◆ **Work to be completed**
Once the pictures are set aside, retype the remaining entries exactly.

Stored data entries
=-=-=

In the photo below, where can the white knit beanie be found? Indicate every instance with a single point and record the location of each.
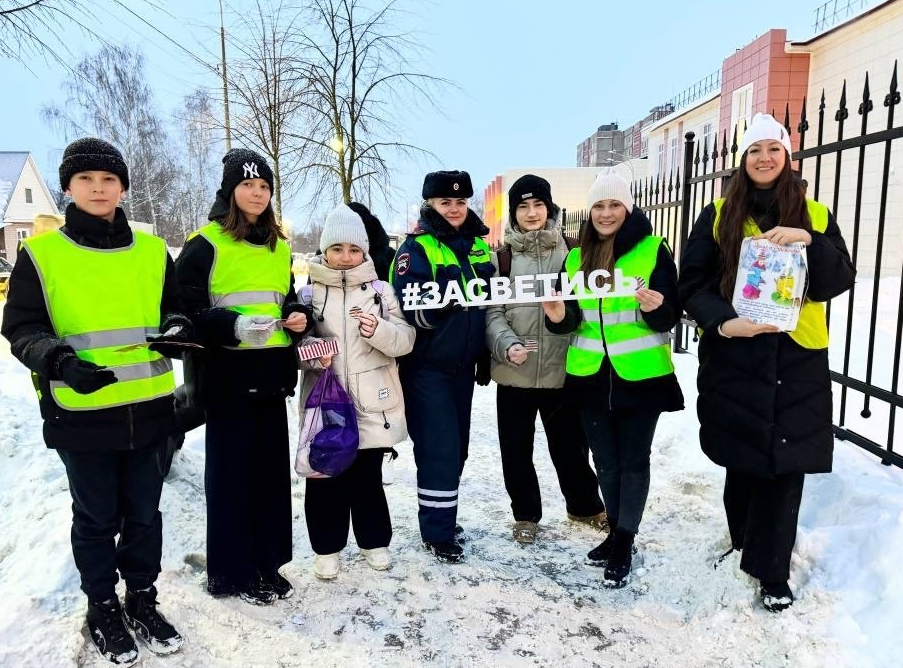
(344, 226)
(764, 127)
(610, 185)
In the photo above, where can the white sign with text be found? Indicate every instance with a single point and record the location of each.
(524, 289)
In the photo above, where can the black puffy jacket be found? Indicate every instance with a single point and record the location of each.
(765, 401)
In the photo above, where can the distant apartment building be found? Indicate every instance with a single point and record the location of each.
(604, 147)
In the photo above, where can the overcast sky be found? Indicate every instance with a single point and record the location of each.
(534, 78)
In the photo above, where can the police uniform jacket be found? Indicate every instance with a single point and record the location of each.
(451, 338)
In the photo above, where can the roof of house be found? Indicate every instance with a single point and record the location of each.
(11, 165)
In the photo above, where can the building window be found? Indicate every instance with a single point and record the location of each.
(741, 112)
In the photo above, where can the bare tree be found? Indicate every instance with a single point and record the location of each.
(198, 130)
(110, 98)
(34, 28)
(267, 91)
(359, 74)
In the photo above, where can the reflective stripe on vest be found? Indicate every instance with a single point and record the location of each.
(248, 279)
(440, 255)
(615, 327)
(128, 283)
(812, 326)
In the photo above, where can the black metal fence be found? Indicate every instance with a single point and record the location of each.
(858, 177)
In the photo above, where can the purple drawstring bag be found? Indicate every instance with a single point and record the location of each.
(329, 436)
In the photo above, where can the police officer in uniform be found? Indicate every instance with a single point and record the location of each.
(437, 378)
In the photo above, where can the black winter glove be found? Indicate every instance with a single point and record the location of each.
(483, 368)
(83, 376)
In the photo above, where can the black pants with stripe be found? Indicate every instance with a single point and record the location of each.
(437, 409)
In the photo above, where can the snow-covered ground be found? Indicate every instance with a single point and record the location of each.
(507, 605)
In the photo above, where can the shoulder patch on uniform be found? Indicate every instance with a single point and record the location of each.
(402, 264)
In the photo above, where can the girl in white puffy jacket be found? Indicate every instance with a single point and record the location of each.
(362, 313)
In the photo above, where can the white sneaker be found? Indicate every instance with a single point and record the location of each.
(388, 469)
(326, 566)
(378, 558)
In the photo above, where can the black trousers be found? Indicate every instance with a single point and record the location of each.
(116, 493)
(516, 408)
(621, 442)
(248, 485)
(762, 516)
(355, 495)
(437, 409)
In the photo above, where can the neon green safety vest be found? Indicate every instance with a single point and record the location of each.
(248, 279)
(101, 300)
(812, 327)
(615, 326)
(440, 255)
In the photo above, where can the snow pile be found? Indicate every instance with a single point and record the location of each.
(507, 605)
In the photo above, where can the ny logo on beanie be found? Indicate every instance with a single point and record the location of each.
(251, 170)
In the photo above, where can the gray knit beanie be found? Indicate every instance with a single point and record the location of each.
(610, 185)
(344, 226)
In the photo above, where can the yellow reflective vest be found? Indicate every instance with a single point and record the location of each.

=-=-=

◆ **Solution**
In the photo below, where can the white knit beanie be found? Indicate every instance with a single point and record the location of each.
(344, 226)
(764, 127)
(610, 185)
In the photo above, where can the white sign with text be found? Indicate every instance with a single point and record the location of each.
(524, 289)
In the photo above, where can the black puffy jacket be found? Indicate every instance with a single point and record the location of each.
(765, 401)
In the photo above, where can the distant apartment building be found? Indicate every instance with a single point and record the location of each.
(604, 147)
In the photo above, where can the overcast sky be found? Indicate every instance with a single point and record the location of each.
(534, 78)
In the photo above, where can the police uniform jacket be found? Indicate every instance with a single point and record the location of each.
(451, 338)
In the photo above, where can the roof of house be found? Indicate every instance with a single point and record the location of each.
(11, 165)
In the photo above, where can the building window be found? Indicate every instance with a single point and record the location of each.
(741, 112)
In the photo above, where can the bare tree be found? Indicate every instance with a single point and record the location of each.
(198, 130)
(110, 98)
(34, 28)
(267, 91)
(359, 74)
In the photo above, where can the reflective stripe on vest be found? Indicate every instance with a single point and record the location of each.
(248, 279)
(440, 255)
(615, 327)
(128, 283)
(812, 326)
In the photo above, where can the black metal fence be found? Indicate every instance with a single point and record the location of each.
(858, 177)
In the photo above, where can the purple drawstring bag be found? Indicate every instance with a single point and record the location of each.
(329, 436)
In the photo above, where can the police officer in uniform be found? Indicate every instance with a single point and record the location of each.
(437, 378)
In the photo above, where can the black winter glove be found? Indicate every instance with a single point and record the location of each.
(483, 368)
(83, 376)
In the photo above, where can the black pants with stripe be found? Indicate every instance with a single point and record the location of each.
(437, 409)
In the photo above, where can the snow-covered ground be found? Indicate every instance with a single point and record the location of each.
(507, 605)
In the photo above, where can the shoulder patch on uniform be found? Indicate every instance with a single point and record the location of each.
(402, 264)
In the photo above, where can the girl in white puffy jacket be found? Indicate every instance with a single point and record the location of each.
(362, 313)
In the photo above, where can the white sneaker be found? Indicate every instance with a single point and record the location of each.
(388, 469)
(326, 566)
(378, 558)
In the photo above, where can the black trousers be found? Indicate every instance with a single point and record the location of each.
(116, 493)
(516, 408)
(621, 442)
(248, 485)
(762, 516)
(355, 495)
(437, 409)
In the photo above, where can the neon green safety vest be found? Indicate every instance with a single point and record the location of each.
(248, 279)
(101, 300)
(812, 327)
(615, 326)
(440, 255)
In the photo above, where can the snow pile be found? Indicate every instance with a single point and record the location of each.
(507, 605)
In the photo above, where can the ny logo on beanie be found? Indicate every instance with a single point and record the location of each.
(251, 170)
In the photo above, where can the gray knit beanie be found? Indicate every instance with a single point and record the location of each.
(610, 185)
(344, 226)
In the photo above, where can the yellow reflective vest be found? Indicate every instance with a single point and record the location of each.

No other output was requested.